+++ Task inputs

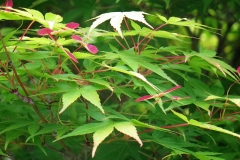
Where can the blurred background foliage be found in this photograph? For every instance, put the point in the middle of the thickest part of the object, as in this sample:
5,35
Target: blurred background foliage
219,14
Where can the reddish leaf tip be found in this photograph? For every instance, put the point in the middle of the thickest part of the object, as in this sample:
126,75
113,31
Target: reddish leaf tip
71,56
143,98
72,25
91,48
172,89
44,31
8,4
76,37
238,69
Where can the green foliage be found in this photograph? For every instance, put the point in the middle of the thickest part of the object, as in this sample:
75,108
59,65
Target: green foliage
63,100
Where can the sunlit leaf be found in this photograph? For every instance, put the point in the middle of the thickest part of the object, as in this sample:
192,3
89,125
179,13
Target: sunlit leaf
212,127
116,19
100,135
129,129
90,94
69,97
86,129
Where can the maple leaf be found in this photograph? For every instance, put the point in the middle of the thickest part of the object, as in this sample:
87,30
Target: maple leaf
116,19
8,4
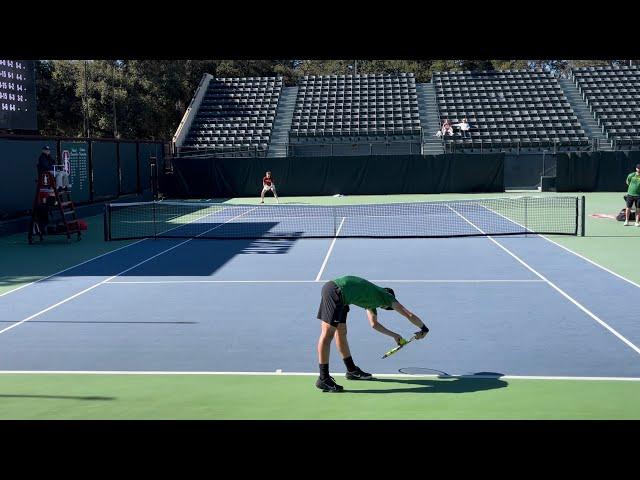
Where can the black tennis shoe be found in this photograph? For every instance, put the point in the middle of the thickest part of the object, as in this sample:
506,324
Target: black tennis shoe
358,374
328,385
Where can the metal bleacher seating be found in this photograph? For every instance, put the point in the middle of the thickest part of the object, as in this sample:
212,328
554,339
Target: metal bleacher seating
236,116
613,97
357,110
514,110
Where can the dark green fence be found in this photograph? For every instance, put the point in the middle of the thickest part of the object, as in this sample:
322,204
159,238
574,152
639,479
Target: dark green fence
99,169
595,172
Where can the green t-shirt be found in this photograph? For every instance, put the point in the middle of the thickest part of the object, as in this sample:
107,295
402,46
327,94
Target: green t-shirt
634,184
363,293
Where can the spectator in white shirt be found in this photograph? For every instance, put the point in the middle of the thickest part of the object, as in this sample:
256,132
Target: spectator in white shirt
446,128
464,128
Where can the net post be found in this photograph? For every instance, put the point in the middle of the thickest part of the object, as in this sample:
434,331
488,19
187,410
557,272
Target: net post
583,204
155,222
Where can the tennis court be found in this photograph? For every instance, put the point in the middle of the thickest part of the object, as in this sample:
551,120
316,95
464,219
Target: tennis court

++++++

→ **What needs to be done**: Recast the items above as a Markdown table with the columns Row and Line, beginning at the line containing "Where can the tennis" and continuing through the end of the items. Number each row and leave out any blank lines.

→ **Result of the task**:
| Row | Line |
|---|---|
| 1 | Where can the tennis court be found in this photograph? For every instance, put the point in the middle of the thickest part of the object, as in this sample: |
| 2 | 551,120 |
| 3 | 316,95 |
| 4 | 464,219 |
| 5 | Target: tennis court |